SOURCE DATA
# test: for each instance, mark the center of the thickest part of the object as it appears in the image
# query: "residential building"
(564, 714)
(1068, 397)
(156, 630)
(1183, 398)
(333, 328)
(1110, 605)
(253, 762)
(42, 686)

TASK ITEM
Each record above should be restated word for word.

ANSWER SECTION
# test: for each instance, mark the center of the thickest part of the object as it appears in the image
# query: "residential building"
(564, 714)
(1068, 397)
(156, 630)
(1183, 398)
(333, 328)
(1110, 605)
(253, 762)
(42, 686)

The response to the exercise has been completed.